» **Records shown**:
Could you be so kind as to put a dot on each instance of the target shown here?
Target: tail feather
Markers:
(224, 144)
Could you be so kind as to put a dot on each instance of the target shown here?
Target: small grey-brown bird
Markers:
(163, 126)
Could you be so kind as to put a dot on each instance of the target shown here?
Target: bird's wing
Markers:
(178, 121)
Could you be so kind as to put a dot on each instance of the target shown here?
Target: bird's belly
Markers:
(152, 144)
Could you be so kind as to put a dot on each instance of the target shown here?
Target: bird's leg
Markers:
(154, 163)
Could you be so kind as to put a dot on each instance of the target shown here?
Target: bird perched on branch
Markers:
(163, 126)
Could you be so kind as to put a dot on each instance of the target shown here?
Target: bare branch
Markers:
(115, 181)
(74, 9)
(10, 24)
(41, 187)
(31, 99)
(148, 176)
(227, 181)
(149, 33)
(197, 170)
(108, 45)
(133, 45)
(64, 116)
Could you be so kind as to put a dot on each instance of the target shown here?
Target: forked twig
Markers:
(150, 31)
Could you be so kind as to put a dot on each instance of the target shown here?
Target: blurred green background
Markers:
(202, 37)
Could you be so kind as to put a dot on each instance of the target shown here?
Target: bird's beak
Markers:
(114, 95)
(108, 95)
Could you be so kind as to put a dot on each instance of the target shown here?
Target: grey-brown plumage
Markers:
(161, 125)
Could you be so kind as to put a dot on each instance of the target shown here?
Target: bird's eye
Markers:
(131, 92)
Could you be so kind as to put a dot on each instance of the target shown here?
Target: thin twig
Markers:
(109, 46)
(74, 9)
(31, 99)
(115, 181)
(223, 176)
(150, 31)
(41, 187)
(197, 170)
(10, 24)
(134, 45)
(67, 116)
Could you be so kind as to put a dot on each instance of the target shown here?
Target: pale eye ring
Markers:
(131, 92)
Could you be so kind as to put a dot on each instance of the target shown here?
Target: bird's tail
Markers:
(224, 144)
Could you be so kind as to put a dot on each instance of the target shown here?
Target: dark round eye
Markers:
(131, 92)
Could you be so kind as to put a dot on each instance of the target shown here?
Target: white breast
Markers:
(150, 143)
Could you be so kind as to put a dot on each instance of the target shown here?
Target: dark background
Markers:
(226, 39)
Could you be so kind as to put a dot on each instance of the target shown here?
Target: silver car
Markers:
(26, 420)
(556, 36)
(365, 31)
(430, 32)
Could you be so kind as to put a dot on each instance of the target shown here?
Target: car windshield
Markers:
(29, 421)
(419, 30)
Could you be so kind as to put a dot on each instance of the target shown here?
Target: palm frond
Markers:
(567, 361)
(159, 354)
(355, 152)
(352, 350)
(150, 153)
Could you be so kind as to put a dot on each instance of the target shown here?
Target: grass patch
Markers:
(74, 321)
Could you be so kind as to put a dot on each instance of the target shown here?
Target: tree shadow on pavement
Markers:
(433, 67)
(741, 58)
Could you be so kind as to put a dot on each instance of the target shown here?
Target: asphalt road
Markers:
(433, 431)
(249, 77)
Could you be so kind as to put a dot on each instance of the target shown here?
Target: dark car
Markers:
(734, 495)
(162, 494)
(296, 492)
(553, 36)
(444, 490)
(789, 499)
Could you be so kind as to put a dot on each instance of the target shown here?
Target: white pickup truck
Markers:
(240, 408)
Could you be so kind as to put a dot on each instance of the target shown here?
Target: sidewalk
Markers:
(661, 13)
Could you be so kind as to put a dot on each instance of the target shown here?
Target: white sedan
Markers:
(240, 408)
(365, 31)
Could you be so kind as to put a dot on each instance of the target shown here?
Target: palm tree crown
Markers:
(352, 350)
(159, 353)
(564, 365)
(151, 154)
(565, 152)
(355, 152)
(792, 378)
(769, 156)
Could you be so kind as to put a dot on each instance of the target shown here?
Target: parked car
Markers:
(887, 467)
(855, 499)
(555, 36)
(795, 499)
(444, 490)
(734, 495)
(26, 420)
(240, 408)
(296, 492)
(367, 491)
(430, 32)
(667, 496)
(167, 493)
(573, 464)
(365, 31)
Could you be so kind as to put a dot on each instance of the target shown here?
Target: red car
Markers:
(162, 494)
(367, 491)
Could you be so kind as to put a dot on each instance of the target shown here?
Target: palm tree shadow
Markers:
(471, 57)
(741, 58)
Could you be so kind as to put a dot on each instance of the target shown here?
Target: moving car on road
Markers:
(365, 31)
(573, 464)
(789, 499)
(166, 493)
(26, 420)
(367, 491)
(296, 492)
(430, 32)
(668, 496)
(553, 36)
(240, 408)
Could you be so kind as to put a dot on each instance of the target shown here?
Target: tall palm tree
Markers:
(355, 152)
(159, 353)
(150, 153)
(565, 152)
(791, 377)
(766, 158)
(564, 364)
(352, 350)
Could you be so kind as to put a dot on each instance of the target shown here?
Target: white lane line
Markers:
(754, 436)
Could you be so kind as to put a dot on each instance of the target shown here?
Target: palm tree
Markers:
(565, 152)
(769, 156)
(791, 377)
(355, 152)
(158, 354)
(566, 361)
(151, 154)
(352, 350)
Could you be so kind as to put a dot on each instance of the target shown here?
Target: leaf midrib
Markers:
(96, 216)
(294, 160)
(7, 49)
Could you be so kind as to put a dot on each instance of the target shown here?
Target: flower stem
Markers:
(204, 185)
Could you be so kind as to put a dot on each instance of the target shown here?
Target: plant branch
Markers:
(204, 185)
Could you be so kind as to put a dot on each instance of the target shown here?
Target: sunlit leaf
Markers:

» **What is needed**:
The required answer is each line of the data in which the word "branch" appears.

» **Exercise response**:
Target: bird perched on branch
Target: bare branch
Target: plant branch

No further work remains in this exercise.